The data:
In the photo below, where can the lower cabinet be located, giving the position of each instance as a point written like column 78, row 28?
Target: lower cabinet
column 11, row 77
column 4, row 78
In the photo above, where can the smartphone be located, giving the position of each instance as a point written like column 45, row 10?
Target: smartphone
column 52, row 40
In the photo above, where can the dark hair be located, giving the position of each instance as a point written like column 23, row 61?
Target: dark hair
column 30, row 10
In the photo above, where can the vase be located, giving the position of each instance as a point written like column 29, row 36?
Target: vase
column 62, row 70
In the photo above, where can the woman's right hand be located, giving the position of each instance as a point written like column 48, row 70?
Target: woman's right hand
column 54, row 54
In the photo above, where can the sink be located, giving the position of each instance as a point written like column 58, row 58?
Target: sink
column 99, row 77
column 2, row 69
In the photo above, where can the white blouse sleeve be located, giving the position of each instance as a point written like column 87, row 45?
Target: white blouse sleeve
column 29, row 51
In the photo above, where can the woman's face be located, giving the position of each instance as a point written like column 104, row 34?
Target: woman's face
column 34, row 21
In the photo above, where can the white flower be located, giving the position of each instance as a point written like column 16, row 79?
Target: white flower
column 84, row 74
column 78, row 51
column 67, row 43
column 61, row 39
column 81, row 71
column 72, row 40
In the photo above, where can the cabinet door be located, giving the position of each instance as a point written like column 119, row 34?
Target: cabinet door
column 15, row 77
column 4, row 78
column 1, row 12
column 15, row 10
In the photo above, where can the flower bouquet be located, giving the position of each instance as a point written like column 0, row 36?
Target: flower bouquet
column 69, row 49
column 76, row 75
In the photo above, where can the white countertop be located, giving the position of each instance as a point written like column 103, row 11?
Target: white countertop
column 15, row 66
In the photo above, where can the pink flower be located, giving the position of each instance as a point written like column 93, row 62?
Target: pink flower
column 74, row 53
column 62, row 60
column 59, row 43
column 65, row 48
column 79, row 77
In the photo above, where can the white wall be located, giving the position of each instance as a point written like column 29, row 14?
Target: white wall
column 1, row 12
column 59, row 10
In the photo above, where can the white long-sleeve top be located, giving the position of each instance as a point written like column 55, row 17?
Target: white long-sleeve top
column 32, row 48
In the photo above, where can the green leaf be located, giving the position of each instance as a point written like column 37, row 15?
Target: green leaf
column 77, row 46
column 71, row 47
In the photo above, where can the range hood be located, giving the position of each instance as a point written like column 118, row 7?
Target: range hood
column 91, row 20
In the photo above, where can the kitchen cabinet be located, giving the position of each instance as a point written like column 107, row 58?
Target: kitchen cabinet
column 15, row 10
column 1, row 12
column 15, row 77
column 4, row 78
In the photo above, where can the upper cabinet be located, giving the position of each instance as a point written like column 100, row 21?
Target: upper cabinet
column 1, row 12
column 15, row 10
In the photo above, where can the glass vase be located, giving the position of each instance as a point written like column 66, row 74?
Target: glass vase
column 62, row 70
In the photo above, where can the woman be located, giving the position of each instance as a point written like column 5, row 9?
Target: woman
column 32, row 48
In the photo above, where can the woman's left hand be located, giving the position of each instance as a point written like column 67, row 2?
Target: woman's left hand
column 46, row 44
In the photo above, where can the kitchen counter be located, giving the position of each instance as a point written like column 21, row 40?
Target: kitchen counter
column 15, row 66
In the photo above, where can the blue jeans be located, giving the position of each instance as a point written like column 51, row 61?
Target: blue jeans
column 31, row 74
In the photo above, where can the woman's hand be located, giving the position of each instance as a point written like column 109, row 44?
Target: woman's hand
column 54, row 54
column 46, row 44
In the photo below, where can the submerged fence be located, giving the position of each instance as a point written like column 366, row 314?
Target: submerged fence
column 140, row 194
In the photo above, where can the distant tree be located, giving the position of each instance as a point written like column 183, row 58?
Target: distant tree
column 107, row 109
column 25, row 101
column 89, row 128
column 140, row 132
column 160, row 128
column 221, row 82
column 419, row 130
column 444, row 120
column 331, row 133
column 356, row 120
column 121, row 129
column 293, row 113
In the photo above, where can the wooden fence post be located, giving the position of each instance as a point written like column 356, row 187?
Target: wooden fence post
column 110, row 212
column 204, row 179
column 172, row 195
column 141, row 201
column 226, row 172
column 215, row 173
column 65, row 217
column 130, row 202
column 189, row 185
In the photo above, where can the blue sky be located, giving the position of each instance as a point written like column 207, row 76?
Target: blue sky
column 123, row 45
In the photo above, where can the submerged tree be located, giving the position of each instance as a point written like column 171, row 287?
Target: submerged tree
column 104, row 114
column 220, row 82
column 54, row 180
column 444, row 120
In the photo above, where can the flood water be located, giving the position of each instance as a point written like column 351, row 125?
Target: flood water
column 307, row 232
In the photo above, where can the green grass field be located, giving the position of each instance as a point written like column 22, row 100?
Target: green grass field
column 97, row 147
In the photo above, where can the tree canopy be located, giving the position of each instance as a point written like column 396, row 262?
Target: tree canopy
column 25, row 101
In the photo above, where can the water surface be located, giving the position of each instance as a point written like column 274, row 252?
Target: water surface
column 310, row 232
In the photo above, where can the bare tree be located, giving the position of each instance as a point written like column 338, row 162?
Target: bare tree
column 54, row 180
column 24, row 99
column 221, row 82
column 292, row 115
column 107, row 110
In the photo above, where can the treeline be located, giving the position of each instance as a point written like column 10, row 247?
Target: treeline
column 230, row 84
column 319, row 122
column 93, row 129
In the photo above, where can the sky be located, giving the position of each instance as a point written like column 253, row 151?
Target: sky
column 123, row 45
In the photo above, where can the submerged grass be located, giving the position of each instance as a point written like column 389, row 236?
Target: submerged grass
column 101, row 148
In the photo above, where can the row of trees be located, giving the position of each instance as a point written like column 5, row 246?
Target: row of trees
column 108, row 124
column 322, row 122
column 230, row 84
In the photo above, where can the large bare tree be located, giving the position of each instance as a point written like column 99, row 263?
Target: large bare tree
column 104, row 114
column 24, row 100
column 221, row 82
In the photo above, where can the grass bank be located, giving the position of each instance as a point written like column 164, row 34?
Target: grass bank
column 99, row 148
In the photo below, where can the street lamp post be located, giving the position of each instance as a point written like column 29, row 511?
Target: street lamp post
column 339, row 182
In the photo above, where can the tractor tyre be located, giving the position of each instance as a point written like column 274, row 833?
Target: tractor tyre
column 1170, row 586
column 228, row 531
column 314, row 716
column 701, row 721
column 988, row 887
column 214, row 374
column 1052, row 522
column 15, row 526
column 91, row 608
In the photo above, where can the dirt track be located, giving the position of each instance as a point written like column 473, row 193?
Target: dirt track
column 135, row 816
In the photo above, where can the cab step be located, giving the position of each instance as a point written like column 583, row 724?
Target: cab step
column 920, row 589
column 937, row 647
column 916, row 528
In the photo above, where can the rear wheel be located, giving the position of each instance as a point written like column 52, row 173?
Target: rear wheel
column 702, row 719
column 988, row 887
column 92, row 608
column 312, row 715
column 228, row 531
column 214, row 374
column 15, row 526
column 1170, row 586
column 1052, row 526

What to do:
Copy out each line from the preceding entries that mentions the word "below".

Solution:
In the photo below, where can the lower cabinet be located, giving the position of each instance as a point written like column 78, row 28?
In the photo below, where can the submerged fence be located, giving the position of each instance as a point written like column 366, row 314?
In the photo below, where can the street lamp post be located, giving the position of each instance as a point written like column 29, row 511?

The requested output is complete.